§ 課題
下の行の中から、文字列「wall」を含む行をすべて見つけて、そのまま書き写してください。大文字と小文字は区別します。

::: 対象の行 :::

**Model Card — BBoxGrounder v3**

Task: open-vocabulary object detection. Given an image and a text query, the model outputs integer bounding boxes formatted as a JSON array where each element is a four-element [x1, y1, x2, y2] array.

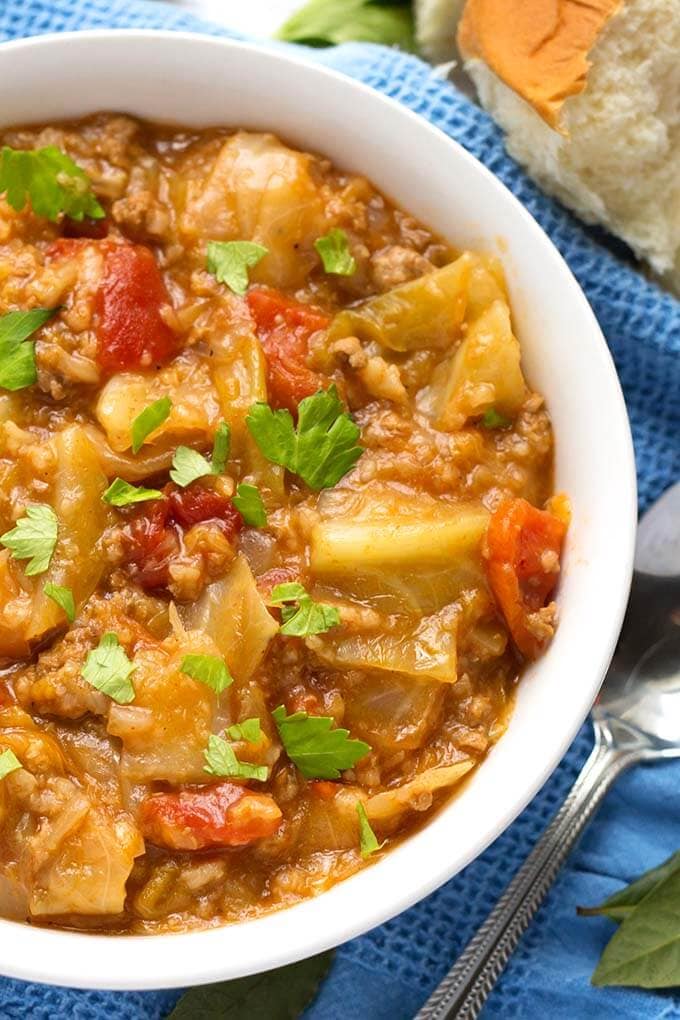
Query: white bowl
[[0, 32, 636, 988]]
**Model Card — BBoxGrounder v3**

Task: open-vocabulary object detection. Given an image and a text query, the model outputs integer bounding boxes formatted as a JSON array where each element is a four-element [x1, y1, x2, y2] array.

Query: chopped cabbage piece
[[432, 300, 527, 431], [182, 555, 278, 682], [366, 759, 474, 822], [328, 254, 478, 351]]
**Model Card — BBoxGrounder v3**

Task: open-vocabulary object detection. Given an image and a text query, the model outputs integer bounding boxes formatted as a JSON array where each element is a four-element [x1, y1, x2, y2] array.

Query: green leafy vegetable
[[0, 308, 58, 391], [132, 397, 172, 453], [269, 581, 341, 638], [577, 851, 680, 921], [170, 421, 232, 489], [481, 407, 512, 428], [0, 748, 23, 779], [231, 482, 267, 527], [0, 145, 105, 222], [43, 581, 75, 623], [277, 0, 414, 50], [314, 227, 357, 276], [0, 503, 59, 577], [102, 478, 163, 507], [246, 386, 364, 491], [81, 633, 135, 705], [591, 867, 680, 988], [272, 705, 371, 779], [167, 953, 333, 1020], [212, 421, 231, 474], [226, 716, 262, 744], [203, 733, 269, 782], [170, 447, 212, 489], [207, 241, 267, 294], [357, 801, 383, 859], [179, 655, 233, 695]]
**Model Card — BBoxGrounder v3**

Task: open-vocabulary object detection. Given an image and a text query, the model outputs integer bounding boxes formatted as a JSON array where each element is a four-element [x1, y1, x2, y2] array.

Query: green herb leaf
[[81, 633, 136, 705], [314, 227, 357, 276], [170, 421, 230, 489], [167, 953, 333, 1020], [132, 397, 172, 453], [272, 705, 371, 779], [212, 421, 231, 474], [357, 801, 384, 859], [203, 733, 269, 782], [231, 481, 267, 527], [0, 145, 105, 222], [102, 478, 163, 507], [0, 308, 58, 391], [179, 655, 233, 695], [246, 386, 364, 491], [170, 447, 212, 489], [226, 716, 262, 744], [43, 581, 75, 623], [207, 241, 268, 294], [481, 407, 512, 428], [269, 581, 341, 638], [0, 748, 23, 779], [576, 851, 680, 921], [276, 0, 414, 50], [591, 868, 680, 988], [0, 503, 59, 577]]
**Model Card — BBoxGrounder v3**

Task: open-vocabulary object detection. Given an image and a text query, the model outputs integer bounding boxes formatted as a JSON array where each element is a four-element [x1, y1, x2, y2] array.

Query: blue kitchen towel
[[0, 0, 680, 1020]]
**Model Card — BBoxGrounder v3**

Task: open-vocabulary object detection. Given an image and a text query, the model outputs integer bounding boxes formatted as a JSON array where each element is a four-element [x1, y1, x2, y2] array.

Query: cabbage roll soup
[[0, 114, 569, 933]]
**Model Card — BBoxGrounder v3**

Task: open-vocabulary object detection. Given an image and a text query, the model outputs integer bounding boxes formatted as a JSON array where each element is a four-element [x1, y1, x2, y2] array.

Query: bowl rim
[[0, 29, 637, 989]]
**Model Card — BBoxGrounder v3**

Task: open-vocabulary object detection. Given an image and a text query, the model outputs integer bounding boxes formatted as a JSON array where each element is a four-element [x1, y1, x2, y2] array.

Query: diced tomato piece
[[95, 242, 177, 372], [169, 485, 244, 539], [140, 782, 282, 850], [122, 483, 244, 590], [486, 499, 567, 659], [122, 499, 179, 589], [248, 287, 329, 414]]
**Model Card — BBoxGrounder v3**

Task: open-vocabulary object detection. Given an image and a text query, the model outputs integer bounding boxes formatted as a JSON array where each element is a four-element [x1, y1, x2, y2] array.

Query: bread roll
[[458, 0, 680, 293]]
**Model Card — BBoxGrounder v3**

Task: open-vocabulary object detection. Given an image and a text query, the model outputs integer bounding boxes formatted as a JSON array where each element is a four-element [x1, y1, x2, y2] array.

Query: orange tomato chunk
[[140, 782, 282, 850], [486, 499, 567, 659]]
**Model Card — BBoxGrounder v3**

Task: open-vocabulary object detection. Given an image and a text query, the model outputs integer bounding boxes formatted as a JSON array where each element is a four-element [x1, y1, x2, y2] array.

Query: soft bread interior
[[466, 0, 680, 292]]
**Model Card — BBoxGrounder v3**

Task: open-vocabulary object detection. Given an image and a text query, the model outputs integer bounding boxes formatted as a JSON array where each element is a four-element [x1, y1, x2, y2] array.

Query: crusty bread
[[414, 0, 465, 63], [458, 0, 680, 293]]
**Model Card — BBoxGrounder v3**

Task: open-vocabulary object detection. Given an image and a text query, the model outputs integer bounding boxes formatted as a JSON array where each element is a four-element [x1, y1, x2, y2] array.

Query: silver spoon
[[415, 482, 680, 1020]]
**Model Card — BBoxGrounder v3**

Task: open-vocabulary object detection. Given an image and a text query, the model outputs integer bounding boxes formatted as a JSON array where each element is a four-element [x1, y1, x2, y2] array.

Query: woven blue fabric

:::
::: 対象の行 :::

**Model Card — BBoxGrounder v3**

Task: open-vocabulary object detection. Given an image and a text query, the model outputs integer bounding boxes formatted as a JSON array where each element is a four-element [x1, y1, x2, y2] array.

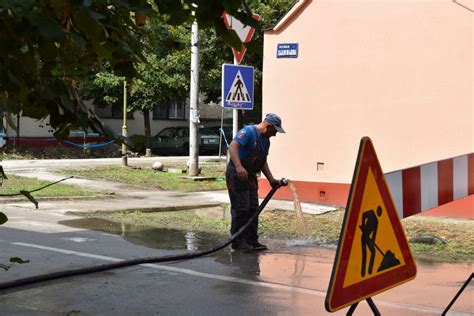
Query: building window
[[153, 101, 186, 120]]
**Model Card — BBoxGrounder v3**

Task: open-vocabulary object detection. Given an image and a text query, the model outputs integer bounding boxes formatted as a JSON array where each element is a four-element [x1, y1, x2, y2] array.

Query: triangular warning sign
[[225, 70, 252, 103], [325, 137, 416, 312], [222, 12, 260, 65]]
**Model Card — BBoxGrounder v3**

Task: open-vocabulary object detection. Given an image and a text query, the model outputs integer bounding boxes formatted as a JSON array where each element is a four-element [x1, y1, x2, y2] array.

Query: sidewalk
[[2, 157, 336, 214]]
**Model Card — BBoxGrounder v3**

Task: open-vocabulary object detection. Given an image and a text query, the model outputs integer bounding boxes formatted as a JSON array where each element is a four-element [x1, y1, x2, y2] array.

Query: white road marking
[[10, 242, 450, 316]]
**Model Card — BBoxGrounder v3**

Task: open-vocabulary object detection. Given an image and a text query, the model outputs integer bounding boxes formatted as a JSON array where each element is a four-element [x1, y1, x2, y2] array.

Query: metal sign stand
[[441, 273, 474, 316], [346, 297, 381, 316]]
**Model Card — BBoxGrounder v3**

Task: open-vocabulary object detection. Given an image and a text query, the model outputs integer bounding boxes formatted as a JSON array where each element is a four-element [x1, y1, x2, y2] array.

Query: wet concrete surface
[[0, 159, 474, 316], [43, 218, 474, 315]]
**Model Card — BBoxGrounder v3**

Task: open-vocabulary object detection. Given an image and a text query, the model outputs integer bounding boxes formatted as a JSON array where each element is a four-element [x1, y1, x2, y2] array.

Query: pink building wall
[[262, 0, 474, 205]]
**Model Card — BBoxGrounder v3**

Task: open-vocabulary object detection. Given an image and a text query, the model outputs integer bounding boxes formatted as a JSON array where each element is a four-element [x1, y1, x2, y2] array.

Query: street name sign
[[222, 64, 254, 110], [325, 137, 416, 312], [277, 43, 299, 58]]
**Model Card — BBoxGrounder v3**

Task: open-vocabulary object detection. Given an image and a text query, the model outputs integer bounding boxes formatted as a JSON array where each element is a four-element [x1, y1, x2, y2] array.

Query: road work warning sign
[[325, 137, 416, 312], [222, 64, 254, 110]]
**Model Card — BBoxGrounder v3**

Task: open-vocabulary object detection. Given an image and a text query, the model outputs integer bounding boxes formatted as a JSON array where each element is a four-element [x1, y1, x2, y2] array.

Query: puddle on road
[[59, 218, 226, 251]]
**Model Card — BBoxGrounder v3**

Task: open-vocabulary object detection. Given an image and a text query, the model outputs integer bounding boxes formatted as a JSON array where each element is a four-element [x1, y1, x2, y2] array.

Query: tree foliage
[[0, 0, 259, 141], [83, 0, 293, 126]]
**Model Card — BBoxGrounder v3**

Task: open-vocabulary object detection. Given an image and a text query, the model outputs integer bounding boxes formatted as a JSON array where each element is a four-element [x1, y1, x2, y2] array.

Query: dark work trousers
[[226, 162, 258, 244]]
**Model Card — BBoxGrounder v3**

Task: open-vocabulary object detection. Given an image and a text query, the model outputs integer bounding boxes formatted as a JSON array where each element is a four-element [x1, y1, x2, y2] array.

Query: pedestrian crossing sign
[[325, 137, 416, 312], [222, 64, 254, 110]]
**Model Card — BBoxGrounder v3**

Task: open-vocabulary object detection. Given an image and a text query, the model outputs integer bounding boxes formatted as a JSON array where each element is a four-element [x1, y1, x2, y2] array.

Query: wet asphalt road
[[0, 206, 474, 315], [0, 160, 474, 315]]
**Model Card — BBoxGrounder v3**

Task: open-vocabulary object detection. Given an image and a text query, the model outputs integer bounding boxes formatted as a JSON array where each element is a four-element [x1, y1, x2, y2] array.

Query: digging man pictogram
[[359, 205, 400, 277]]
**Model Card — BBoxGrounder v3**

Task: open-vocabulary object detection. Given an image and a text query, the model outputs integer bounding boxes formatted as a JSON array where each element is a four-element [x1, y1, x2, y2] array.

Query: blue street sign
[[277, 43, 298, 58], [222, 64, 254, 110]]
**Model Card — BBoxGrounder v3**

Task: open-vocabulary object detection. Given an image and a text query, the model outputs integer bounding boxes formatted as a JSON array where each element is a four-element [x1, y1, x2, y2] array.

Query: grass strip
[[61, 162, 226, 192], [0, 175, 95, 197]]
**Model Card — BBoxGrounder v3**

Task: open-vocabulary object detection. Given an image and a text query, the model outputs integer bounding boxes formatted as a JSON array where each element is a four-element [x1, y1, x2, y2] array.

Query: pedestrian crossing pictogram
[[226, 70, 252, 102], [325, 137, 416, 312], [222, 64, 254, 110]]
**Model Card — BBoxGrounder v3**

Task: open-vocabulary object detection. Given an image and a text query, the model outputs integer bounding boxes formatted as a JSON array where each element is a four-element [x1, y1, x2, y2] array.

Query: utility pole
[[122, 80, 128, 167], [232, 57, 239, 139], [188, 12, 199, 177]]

:::
::: 対象の行 :::

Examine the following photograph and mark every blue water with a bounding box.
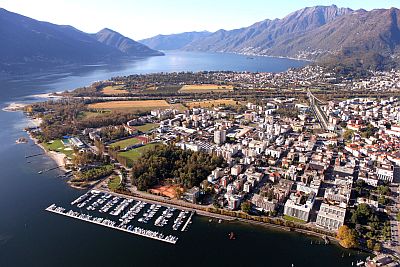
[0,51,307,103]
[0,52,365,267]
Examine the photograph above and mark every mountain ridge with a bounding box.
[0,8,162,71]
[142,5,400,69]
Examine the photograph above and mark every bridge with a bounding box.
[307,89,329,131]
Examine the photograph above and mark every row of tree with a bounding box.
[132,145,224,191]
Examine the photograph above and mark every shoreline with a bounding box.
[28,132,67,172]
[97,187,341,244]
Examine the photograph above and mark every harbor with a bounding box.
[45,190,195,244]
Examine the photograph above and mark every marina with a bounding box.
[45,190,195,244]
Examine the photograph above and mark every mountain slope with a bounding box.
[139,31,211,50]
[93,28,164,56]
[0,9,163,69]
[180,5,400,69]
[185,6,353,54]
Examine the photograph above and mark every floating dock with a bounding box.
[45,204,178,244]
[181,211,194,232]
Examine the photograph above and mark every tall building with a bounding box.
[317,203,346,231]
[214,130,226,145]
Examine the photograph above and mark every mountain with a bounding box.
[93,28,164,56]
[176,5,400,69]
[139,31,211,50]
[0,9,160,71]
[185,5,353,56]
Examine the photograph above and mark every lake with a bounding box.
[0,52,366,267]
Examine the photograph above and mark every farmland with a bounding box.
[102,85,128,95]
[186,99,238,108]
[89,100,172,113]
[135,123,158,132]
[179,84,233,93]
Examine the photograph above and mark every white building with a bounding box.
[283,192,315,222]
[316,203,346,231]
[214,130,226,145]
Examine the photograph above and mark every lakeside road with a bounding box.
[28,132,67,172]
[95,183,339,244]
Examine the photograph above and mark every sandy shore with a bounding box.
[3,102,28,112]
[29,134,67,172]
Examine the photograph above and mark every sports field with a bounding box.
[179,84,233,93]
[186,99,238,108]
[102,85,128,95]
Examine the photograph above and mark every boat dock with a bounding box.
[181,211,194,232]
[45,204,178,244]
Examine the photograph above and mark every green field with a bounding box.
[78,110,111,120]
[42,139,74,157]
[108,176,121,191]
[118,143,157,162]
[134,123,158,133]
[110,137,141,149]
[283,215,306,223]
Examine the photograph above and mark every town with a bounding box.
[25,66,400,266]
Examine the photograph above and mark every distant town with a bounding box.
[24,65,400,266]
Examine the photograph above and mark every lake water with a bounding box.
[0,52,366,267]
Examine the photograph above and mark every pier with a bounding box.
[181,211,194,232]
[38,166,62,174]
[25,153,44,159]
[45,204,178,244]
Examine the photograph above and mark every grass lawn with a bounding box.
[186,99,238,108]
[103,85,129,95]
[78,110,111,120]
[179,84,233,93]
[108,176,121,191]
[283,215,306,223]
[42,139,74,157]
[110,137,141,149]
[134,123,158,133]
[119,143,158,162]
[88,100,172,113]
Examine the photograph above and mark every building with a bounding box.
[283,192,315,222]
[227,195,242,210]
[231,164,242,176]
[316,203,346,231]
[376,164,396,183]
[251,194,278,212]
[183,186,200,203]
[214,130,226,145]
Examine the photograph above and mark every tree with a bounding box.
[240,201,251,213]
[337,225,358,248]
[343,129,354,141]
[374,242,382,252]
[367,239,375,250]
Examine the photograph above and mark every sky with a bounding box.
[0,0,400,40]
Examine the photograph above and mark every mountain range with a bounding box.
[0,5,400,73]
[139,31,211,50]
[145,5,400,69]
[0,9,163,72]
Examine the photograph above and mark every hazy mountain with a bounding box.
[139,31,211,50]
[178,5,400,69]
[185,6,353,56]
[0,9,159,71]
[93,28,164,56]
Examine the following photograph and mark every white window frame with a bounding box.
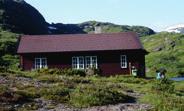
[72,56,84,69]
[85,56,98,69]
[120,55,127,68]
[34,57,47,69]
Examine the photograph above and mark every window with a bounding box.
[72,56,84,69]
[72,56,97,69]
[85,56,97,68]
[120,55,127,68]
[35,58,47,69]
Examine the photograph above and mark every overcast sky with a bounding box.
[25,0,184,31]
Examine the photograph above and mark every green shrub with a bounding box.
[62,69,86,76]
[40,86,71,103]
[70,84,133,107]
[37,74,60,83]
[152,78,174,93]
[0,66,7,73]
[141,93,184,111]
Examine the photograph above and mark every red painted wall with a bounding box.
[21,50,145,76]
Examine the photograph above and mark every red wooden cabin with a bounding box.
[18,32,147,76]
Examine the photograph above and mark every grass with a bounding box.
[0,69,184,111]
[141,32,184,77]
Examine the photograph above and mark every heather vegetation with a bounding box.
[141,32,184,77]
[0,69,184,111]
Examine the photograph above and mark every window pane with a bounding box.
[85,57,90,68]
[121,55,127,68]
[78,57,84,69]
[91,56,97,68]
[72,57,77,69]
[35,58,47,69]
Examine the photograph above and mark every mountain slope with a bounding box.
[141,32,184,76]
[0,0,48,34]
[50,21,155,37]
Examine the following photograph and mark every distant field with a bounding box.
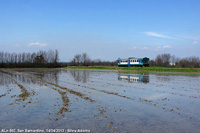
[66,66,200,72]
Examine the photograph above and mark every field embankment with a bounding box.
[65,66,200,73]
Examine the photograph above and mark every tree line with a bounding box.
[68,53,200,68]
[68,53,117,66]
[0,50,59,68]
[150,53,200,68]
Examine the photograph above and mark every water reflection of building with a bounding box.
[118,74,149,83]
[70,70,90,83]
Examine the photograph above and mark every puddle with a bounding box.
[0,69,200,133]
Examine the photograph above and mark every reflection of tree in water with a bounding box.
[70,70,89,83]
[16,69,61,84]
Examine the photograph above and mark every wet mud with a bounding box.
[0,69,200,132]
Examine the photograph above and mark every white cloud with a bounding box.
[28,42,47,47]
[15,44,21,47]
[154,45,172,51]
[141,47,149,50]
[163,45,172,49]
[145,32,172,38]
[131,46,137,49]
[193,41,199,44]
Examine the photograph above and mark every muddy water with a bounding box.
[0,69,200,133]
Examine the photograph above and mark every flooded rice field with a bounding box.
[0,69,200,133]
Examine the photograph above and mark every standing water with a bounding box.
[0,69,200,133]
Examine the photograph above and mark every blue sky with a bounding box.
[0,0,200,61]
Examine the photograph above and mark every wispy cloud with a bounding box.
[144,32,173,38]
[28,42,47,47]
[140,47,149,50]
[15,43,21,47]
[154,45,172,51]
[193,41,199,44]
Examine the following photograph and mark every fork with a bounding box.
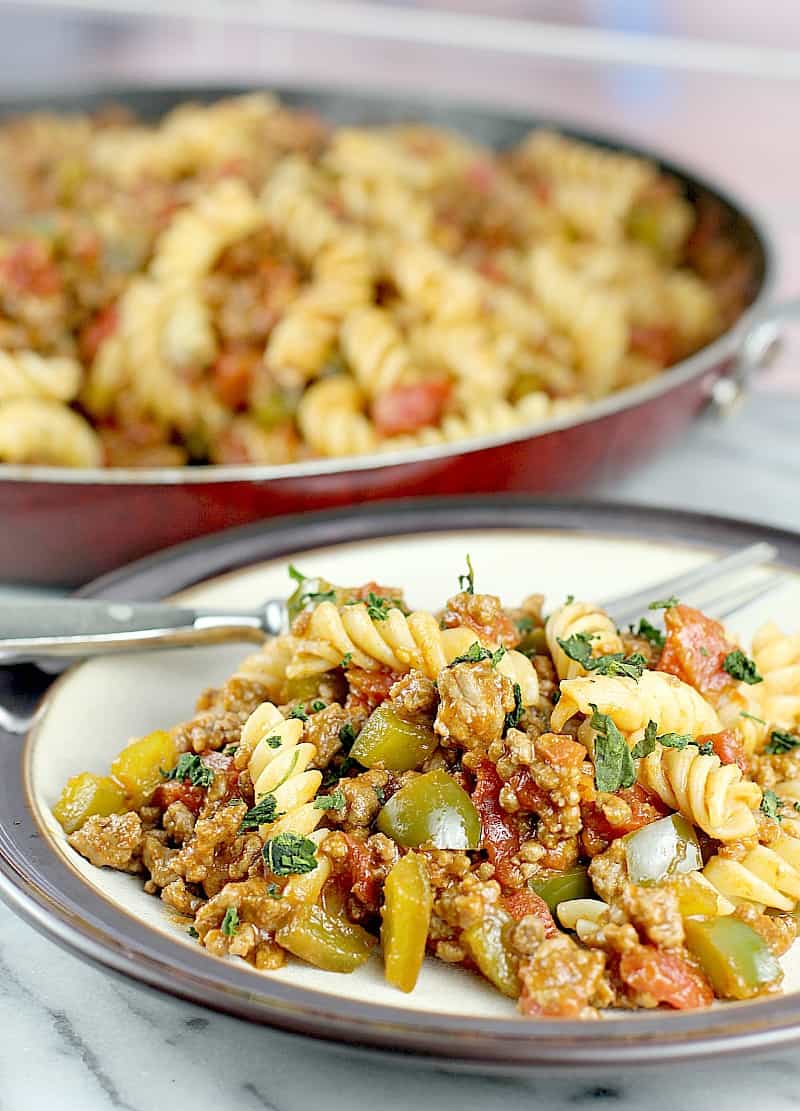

:::

§ 解答
Query: pink building wall
Examine the photograph above and mark every red painted wall with a bounding box.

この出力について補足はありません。